→ Text block:
"""

EXHIBIT 10.37
WHITNEY MEZZANINE MANAGEMENT COMPANY, L.L.C.
000 Xxxxx Xxxxxx
Xxxxxxxx, Xxxxxxxxxxx 00000
March 30, 1999
----------
Whitney Management Services Agreement
----------
MedSource Technologies, Inc.
Two Xxxxxxx Parkway
Plymouth, Minnesota 55447
Gentlemen:
This is to confirm the understanding between Whitney Mezzanine
Management Company, L.L.C. ("Whitney") and MedSource Technologies, Inc., a
Delaware corporation (the "Company"), with respect to the performance by Whitney
of services in connection with the management of the Company and its direct and
indirect subsidiaries.
1. Services. Whitney will perform ongoing management services for the
--------
Company in the area of business planning and budgeting, financial planning,
management assistance, acquisitions and other business combinations and
personnel.
2. Remuneration.

"""

Object pointing dataset rows:

"""

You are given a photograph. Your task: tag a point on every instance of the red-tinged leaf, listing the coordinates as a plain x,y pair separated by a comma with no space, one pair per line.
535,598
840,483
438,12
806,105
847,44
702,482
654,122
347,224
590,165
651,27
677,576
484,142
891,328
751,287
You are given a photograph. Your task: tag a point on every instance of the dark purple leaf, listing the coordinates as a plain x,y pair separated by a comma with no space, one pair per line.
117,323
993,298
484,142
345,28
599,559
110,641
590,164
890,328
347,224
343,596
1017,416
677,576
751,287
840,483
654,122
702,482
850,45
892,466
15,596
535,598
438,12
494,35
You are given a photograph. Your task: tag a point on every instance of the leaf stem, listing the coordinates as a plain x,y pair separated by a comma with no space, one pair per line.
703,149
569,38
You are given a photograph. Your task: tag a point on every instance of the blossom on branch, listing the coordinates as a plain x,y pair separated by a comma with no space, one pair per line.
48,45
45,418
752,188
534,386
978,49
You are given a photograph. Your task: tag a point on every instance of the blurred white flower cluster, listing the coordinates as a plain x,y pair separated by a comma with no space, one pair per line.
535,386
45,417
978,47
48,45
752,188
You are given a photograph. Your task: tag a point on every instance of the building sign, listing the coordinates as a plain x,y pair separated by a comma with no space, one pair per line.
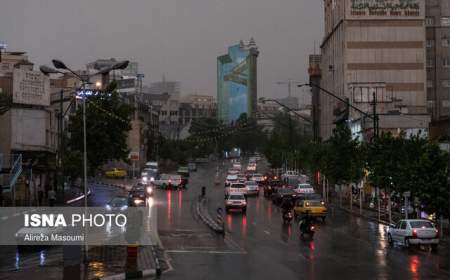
386,8
30,87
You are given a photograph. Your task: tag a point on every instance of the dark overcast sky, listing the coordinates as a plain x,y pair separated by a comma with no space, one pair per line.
180,38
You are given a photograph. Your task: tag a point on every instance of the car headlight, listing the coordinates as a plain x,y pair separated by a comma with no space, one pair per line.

"""

→ Problem set:
• A. List the areas of the company's business in which Whitney will perform ongoing management services, according to the services letter agreement.
• B. Carry on the services letter agreement from the point where it stops.

→ The answers:
• A.
- Business planning and budgeting
- Financial planning
- Management assistance
- Acquisitions and other business combinations
- Personnel

• B.
------------
(a) In consideration of the services to be performed by Whitney, the
Company, subject to the terms of section 9.07 of the Credit Agreement (as
hereinafter defined) and section 2.6 of the Securities Purchase Agreement (as
hereinafter defined), shall pay to Whitney an annual fee payable in arrears in
equal monthly installments equal to the sum of:
(i) $400,000; and
(ii) .29% of the aggregate consideration (determined as provided
in section 2(b) below) paid or otherwise given by the Company in
connection with the acquisition of businesses, assets and entities
that become part of the Company through acquisition, merger or other
business combination after the date of this agreement; provided,
however, that, in the year of an acquisition, the incremental amount
of the fee with respect to such acquisition shall be payable on a
prorated basis with respect to the portion of the year commencing on
the date of acquisition, but shall be paid in full in subsequent
years.
(b) (i) For purposes of determining the fees payable pursuant to
clause (ii) of section 2(a), the "aggregate consideration" in any transaction
shall include all cash, securities and other property given and all liabilities
assumed, provided that any contingent amounts to be paid in the transaction
shall not be deemed to be "consideration" for this purpose until actually paid.
The value of any non-cash consideration shall be the value as determined
pursuant to the Xxxx management services agreement (the "Xxxx Management
Agreement") dated the date hereof between the Company and Xxxx & Company, LLC
("KCO") or, if such agreement is not then in effect, pursuant to the Xxxx
closing fee agreement (the "Xxxx Closing Fee Agreement" and, together with the
Xxxx Management Agreement, the "Xxxx Agreements") dated the date hereof betwen
the Company and KCO.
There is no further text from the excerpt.